**Texte extrait:**
******
On représenta ensuite les Peines et les Plaisirs de l’Amour ; et enfin Lulli, violon de Mademoiselle, devenu surintendant de la musique du roi, s’empara du jeu de paume qui avait ruiné le marquis de Sourdeac. L’abbé Perrin, inruinable, se consola dans Paris à faire des élégies et des sonnets, et même à traduire l’Enéide de Virgile en vers qu’il disait héroïques. Voici comme il traduit, par exemple, ces deux vers du cinquième livre de l’Énéide (v. 480) :

Arduus, effractoque illisit in ossa cerebro,
Sternitur, exanimisque tremens procumbit humi bos.

Dans ses os fracassés enfonce son éteuf,
Et tout tremblant, et mort, en bas tombe le bœuf.

On trouve son nom souvent dans les Satires de Boileau, qui avait grand tort de l’accabler : car il ne faut se moquer ni de ceux qui font du bon, ni de ceux qui font du très-mauvais, mais de ceux qui, étant médiocres, se croient des génies, et font les importants.

Pour Cambert, il quitta la France de dépit, et alla faire exécuter sa détestable musique chez les Anglais, qui la trouvèrent excellente.

Lulli, qu’on appela bientôt monsieur de Lulli, s’associa très-habilement avec Quinault, dont il sentait tout le mérite, et qu’on n’appela jamais monsieur de Quinault. Il donna dans son jeu de paume de Bélair, en 1672, les Fêtes de l’Amour et de Bacchus, composées par ce poète aimable ; mais ni les vers ni la musique ne furent dignes de la réputation qu’ils acquirent depuis ; les connaisseurs seulement estimèrent beaucoup une traduction de l’ode charmante d’Horace (liv. II, od. ix) :

Donec gralus eram tibi,
Nec quisquam potior brachia candidæ

Cervici juvenis dabat,
Persarum vigui rege beatior

 

Cette ode en effet est très-gracieusement rendue en français[1] ; mais la musique en est un peu languissante.

Il y eut des bouffonneries dans cet opéra, ainsi que dans Cadmus et dans Alceste. Ce mauvais goût régnait alors à la cour

  1. Cette traduction, empruntée à la comédie des Amants magnifiques, est de Molière.
******
**Extrait de données:**
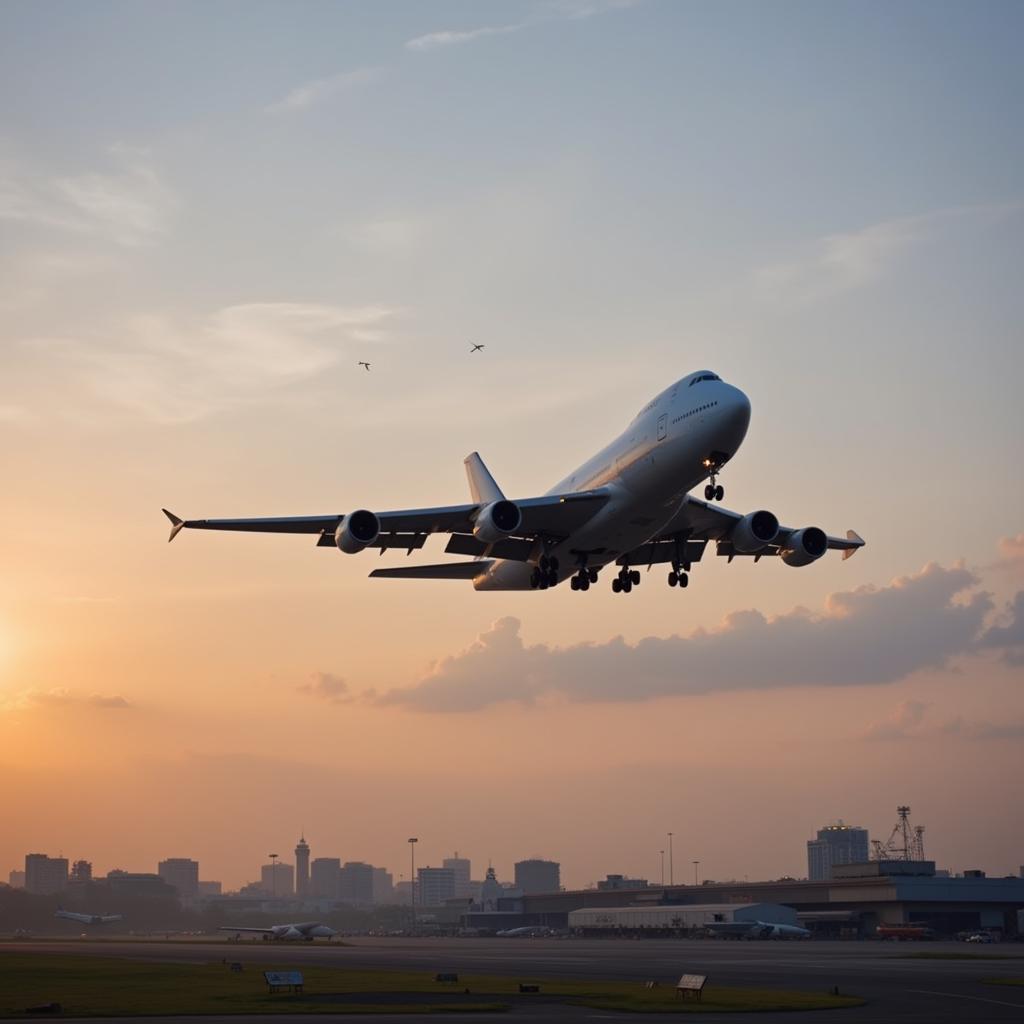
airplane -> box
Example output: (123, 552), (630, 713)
(220, 921), (338, 942)
(53, 906), (124, 925)
(703, 921), (811, 939)
(163, 370), (864, 594)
******
**Exercice:** Rebaptisez « Lulli » en « Lully » en recopiant le texte extrait, en commençant à « On représenta ensuite » et en terminant à « procumbit humi bos. ». Les items forment un matériau à part, indépendant du texte extrait.

**Corrigé:**
On représenta ensuite les Peines et les Plaisirs de l’Amour ; et enfin Lully, violon de Mademoiselle, devenu surintendant de la musique du roi, s’empara du jeu de paume qui avait ruiné le marquis de Sourdeac. L’abbé Perrin, inruinable, se consola dans Paris à faire des élégies et des sonnets, et même à traduire l’Enéide de Virgile en vers qu’il disait héroïques. Voici comme il traduit, par exemple, ces deux vers du cinquième livre de l’Énéide (v. 480) :

Arduus, effractoque illisit in ossa cerebro,
Sternitur, exanimisque tremens procumbit humi bos.